YOUR TASK: Extract each line of the material below that contains the word "green".

(Contour-labeling material)
====

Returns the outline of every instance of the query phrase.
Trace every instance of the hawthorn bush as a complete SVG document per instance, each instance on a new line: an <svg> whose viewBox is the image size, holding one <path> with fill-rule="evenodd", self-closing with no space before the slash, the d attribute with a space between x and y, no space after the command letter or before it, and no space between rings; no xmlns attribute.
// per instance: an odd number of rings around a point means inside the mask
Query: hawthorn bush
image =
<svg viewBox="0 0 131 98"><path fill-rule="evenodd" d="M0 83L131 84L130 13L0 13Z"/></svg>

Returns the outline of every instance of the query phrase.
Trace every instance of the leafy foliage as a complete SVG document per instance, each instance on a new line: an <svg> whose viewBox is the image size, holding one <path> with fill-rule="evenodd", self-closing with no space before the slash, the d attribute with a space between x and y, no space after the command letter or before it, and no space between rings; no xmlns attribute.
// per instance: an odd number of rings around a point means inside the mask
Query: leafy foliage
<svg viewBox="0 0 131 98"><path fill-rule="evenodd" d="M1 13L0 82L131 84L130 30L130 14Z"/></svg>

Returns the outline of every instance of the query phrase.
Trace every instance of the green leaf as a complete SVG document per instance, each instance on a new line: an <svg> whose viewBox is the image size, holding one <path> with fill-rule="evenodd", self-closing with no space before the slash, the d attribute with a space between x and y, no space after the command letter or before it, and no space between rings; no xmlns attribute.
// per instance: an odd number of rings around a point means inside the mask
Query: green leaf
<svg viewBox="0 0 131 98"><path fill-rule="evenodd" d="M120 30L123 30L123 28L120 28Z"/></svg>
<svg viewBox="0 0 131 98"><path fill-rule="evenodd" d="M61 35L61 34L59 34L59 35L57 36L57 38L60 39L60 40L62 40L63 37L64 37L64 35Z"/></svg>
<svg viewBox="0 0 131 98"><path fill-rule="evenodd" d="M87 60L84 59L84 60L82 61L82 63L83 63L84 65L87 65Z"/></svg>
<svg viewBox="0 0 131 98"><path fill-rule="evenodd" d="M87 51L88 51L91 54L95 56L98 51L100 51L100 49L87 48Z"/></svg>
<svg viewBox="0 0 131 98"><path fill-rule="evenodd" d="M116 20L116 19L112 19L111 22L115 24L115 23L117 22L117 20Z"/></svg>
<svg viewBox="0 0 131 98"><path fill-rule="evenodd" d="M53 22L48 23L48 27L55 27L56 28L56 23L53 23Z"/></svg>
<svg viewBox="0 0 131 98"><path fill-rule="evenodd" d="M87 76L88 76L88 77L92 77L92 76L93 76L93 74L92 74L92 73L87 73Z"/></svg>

====

REPLY:
Trace every instance of the green leaf as a complete SVG document per instance, each instance on a new line: an <svg> whose viewBox is the image size, holding one <path> with fill-rule="evenodd", self-closing with no space before the slash, the d attribute with a space between x and y, no space after the command letter or before it, and no space between rings; no xmlns attribute.
Query: green leaf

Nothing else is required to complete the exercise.